Instruction A: Reproduce the stored dataset items from their beginning through the line containing "[[151,110],[150,109],[131,110],[131,116],[150,116]]", inclusive, adding -107 to every coordinate in the answers and leaving the requests unchanged. Omit the pictures from your reproduction.
# START OF Text extract
Loretta Lynn, the Kentucky coal miner’s daughter whose frank songs about life and love as a woman in Appalachia pulled her out of poverty and made her a pillar of country music, has died at 90. According to a statement her family provided to The Associated Press, Lynn died at her home in Hurricane Mills, Tennessee.

The statement said that Lynn died at her home in her sleep. They requested privacy as they grieved and added that plans for a memorial would be announced later. Loretta Lynn was born Loretta Webb in 1932, one of eight children raised in Butcher Hollow in an Appalachian mining town of Van Lear, Kentucky.

Growing up, Lynn sang at church and home, even though her father complained that everyone in Butcher Hollow could hear. Her family didn’t have much money, but Lynn says those years were some of her fondest memories. In her hit song “Coal Miner’s Daughter,” Lynn said, “We were poor, but we had love; That’s the one thing that daddy made sure of.”
# END OF Text extract
# START OF Data to use
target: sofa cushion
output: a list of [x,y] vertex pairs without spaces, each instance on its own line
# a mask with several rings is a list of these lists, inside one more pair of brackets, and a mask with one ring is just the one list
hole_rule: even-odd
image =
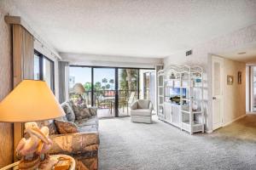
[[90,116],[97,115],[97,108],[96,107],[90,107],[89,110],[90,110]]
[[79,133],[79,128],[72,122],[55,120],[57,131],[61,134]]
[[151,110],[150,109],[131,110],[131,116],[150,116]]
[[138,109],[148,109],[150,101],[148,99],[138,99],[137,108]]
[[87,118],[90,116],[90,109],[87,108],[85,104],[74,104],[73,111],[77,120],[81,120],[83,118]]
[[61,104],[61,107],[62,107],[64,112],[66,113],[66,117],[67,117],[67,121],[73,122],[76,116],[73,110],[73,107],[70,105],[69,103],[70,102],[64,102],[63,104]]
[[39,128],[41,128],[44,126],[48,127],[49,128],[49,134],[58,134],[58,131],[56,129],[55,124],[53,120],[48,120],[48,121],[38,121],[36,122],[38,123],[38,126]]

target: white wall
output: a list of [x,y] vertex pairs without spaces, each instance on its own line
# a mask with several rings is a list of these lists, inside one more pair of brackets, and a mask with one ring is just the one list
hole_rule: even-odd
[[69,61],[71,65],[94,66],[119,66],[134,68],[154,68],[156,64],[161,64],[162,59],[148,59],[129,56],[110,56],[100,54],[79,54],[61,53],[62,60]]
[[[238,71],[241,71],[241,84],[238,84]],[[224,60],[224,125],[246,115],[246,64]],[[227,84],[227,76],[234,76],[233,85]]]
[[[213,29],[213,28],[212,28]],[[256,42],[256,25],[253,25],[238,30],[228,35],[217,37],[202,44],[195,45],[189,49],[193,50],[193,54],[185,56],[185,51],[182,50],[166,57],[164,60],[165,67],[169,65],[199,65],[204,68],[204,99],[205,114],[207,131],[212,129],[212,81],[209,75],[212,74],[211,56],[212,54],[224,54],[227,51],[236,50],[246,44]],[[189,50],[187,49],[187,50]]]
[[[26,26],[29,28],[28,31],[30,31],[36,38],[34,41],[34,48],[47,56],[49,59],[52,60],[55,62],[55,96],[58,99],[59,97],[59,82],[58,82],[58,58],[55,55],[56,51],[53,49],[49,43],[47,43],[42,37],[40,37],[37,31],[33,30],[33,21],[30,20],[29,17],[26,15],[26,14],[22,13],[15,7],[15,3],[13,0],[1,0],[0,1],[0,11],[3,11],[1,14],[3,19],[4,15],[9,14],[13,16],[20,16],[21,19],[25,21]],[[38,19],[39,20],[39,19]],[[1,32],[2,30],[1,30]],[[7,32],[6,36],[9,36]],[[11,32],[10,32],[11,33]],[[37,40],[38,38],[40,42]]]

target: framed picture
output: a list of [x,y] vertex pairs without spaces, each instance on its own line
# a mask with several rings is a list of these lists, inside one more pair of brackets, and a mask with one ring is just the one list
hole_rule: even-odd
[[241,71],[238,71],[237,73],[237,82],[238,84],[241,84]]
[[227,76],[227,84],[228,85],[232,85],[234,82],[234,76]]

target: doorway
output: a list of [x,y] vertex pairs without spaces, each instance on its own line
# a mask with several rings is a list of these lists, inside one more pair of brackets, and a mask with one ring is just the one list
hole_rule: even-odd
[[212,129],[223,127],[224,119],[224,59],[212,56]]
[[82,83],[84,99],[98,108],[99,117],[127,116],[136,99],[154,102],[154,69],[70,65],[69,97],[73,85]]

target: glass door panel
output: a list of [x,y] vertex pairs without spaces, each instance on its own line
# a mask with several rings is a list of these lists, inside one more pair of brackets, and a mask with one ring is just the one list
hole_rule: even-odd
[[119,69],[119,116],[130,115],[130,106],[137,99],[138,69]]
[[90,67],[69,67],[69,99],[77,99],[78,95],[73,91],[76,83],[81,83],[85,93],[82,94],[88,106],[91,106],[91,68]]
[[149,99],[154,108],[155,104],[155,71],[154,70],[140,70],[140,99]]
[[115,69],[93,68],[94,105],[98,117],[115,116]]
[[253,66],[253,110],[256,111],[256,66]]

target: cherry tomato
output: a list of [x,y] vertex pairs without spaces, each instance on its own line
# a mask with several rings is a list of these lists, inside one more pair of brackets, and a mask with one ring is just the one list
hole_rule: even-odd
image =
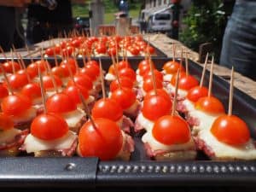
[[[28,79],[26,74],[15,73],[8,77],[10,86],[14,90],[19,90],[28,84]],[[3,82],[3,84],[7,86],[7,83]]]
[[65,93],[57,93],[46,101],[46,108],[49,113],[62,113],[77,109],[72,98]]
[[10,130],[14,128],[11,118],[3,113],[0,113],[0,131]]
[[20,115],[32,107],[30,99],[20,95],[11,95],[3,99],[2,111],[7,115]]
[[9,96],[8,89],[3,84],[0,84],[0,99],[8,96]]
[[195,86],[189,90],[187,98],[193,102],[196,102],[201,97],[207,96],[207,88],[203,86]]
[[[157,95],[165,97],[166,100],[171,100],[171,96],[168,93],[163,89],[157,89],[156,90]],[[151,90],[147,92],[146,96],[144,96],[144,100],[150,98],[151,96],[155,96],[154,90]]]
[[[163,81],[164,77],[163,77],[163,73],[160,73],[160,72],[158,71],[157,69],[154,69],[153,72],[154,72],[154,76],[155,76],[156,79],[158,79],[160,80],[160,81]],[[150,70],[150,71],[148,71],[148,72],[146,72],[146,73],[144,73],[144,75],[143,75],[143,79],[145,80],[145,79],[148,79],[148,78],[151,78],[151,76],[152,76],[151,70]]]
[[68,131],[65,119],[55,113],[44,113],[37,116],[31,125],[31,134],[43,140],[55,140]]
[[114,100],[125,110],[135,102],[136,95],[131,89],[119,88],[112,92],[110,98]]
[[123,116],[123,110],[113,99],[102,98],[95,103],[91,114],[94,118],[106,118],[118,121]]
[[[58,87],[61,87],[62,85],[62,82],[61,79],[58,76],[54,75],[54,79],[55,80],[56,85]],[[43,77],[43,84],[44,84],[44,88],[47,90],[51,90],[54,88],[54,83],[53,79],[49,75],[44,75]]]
# END OF Data to use
Instruction B: According to the passage on Loretta Lynn, where did she die?

Final answer A:
target: sofa cushion
output: a list of [x,y] vertex pairs without spaces, each instance on its own line
# a mask with several rings is a list of these lists, inside one more pair of brackets, and a mask with one ring is just the one list
hole_rule: even-odd
image =
[[-17,9],[-10,8],[-10,1],[-11,0],[-17,0],[-18,3],[-17,3]]
[[-28,26],[-28,21],[-35,15],[-52,13],[-50,24],[-46,27]]
[[44,3],[43,2],[24,3],[24,9],[43,9]]

Final answer B: At her home in Hurricane Mills, Tennessee.